→ **ASSIGNED TASK**
Set down, word for word, the stretch of lines from the one containing "Target: metal zipper pull" to the end of the records below.

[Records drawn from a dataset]
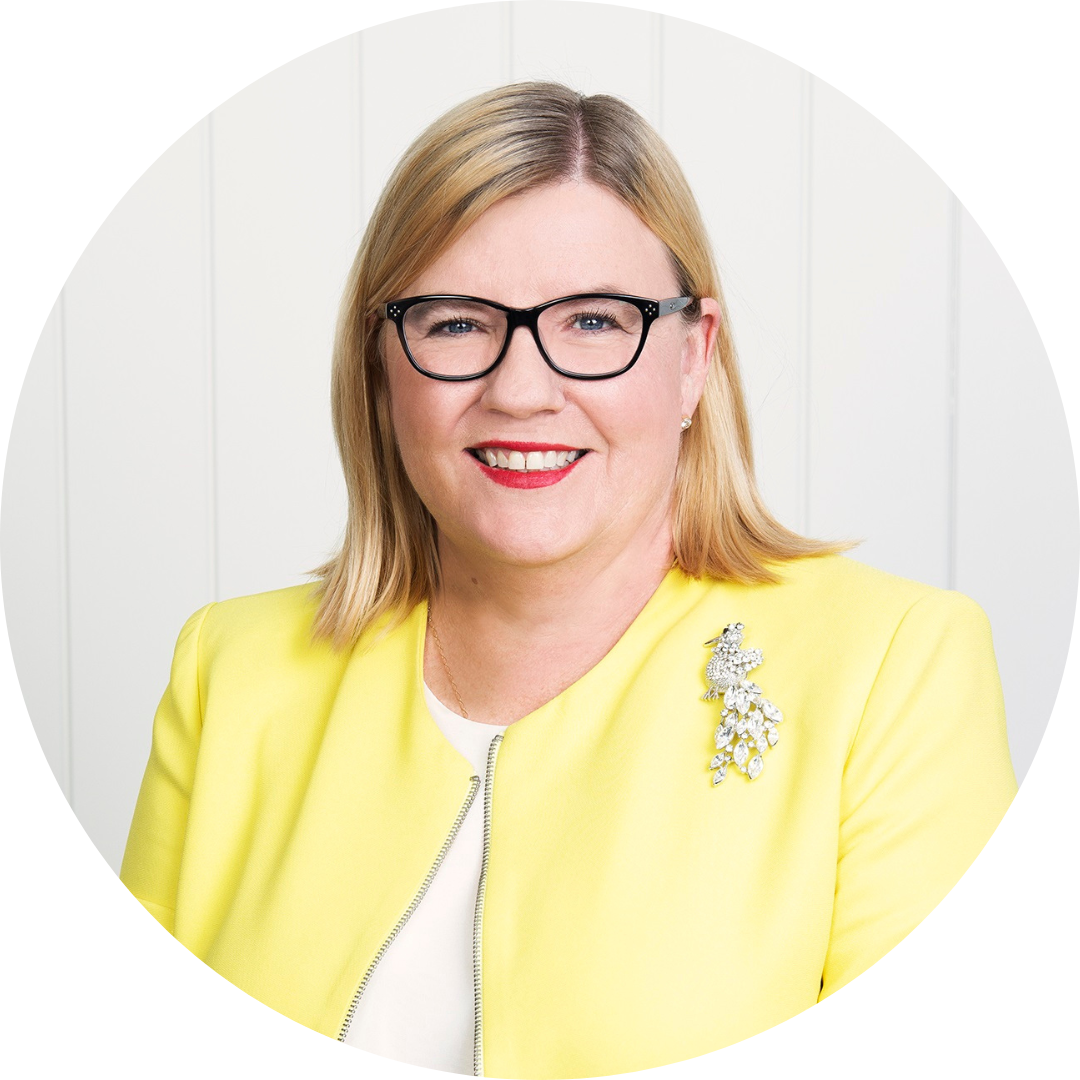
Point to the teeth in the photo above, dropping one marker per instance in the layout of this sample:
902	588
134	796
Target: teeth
534	461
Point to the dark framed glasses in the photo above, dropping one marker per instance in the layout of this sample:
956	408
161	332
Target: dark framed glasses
585	336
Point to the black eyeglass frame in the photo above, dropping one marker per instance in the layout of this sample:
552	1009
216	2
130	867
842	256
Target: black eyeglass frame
651	310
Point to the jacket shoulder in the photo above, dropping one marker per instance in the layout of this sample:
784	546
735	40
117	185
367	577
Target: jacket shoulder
266	629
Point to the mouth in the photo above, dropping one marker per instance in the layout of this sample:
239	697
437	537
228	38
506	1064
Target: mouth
526	457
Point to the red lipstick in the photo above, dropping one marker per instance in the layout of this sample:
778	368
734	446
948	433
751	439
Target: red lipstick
513	477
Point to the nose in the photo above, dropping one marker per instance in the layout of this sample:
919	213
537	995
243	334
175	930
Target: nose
523	383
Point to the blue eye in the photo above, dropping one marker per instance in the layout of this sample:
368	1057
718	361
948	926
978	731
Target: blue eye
456	326
592	321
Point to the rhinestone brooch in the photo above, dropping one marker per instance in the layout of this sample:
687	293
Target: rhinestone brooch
747	720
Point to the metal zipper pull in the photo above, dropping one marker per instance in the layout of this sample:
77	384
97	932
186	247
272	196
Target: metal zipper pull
478	918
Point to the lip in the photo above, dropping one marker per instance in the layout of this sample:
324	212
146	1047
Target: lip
509	477
523	447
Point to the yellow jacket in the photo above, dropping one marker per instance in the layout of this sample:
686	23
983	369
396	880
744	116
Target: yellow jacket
634	913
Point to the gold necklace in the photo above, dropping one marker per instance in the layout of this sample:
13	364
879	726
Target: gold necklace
446	666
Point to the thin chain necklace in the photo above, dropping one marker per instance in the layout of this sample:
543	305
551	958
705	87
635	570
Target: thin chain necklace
446	666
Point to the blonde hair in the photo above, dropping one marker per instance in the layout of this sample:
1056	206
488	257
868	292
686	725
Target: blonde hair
499	144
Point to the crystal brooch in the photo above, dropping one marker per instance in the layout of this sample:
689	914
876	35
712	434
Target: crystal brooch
747	720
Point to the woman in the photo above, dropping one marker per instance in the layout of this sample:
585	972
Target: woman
482	800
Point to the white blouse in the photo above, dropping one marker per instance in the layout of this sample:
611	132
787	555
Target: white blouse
418	1004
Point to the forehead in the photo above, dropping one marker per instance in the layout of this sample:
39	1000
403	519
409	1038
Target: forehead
568	238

→ **ANSWER BOX**
Target: metal zipper pull
478	918
Point to the lip in the photo above, dropping one marker per instance in the layout of this sample:
324	212
146	1047
Target: lip
509	477
523	447
Point to the yellow jacket in the photo above, dropping one marker per instance in the layout of this sample:
686	23
983	369
396	880
744	116
Target: yellow jacket
634	913
Point to the gold necklace in the photo above, dropping one marker per instance in the layout of this sample:
13	364
879	726
Target: gold necklace
446	666
Point to the thin chain necklace in the photo above, dropping one marker per instance in the layout of this sample:
543	305
551	958
705	87
635	570
Target: thin chain necklace
446	666
Point to the blonde hair in the photo above, dropping one marker per instance in the layout of this sample:
1056	206
488	257
868	292
686	725
Target: blonde hair
499	144
Point to the crystal brooch in the photo above, dropping one marker per instance in the layout of this sample:
689	914
876	35
712	434
Target: crystal brooch
747	720
Point to the woman in the photo above, dropping one marker per instance in the layout of this sample:
585	972
Target: woman
482	800
Point to the white blouse in the photo above, dropping one marker per instance in the layout of this sample:
611	132
787	555
Target: white blouse
418	1004
Point to the forehead in the photo above, dropping one marker per instance in the layout of this sample:
39	1000
403	519
409	1038
Target: forehead
568	238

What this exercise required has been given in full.